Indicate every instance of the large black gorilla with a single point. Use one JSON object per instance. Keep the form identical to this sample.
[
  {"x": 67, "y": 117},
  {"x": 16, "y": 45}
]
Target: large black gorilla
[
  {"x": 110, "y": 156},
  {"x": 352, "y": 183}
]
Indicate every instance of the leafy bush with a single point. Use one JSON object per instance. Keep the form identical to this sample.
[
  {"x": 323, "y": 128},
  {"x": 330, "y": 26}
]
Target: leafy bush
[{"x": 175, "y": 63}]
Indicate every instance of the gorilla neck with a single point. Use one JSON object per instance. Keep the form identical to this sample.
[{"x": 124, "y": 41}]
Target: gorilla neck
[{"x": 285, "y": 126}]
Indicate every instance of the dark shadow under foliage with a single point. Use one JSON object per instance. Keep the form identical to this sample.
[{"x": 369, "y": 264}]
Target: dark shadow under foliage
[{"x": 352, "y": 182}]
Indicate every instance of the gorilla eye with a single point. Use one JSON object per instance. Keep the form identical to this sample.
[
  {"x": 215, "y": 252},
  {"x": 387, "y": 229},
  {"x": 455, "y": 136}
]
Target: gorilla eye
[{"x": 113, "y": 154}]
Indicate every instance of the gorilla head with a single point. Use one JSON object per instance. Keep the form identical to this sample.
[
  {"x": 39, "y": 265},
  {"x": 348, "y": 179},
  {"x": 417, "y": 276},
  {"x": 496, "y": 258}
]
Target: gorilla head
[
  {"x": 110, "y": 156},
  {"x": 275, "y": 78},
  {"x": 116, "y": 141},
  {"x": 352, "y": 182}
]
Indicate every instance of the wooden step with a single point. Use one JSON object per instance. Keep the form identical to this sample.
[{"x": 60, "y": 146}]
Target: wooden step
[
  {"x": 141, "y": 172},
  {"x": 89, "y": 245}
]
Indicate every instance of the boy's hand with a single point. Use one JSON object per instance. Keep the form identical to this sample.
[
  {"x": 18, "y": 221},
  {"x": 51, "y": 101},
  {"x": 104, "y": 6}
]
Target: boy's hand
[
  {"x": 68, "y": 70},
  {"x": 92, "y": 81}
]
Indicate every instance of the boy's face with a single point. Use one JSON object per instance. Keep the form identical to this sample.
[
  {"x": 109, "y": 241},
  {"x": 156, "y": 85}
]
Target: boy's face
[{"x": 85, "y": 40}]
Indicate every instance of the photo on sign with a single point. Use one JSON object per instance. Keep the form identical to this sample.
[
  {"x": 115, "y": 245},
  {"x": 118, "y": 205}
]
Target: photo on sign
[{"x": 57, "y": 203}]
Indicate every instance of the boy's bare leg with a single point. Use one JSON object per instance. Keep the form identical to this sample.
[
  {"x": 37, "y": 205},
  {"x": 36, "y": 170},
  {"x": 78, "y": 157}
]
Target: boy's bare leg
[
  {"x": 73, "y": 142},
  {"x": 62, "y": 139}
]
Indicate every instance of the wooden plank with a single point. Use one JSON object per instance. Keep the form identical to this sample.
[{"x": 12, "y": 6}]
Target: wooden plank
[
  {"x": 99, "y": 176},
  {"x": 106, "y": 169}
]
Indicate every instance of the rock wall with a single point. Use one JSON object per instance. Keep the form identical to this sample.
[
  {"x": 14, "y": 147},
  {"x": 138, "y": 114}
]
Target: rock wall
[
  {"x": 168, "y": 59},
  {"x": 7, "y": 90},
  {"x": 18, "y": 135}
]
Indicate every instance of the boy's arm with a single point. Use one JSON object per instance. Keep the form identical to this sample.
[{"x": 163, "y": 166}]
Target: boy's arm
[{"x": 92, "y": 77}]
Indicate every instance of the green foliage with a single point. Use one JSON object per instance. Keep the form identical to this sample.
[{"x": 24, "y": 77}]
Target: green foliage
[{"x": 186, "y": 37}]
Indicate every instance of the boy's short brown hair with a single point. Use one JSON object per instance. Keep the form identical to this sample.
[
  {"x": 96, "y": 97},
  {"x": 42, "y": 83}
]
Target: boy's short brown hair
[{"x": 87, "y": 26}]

§ Given problem: Transcribe the records above exactly, but only from the line that contains "Indicate every instance of the boy's arm" through their final line, inclusive.

§ Result:
Indicate every instance of the boy's arm with a single point. Use one JSON object per instance. Keep the form identical to this sample.
[{"x": 163, "y": 166}]
Target: boy's arm
[{"x": 92, "y": 77}]
Indicate every instance of the green foliage with a single point. Use one JSON object per instance. Keep the form identical to this sample.
[{"x": 24, "y": 77}]
Target: green foliage
[{"x": 186, "y": 37}]
Indicate every instance of the boy's short brown hair with a single point. Use one JSON object per instance. Keep the form identical to this sample.
[
  {"x": 96, "y": 97},
  {"x": 42, "y": 83}
]
Target: boy's short brown hair
[{"x": 87, "y": 26}]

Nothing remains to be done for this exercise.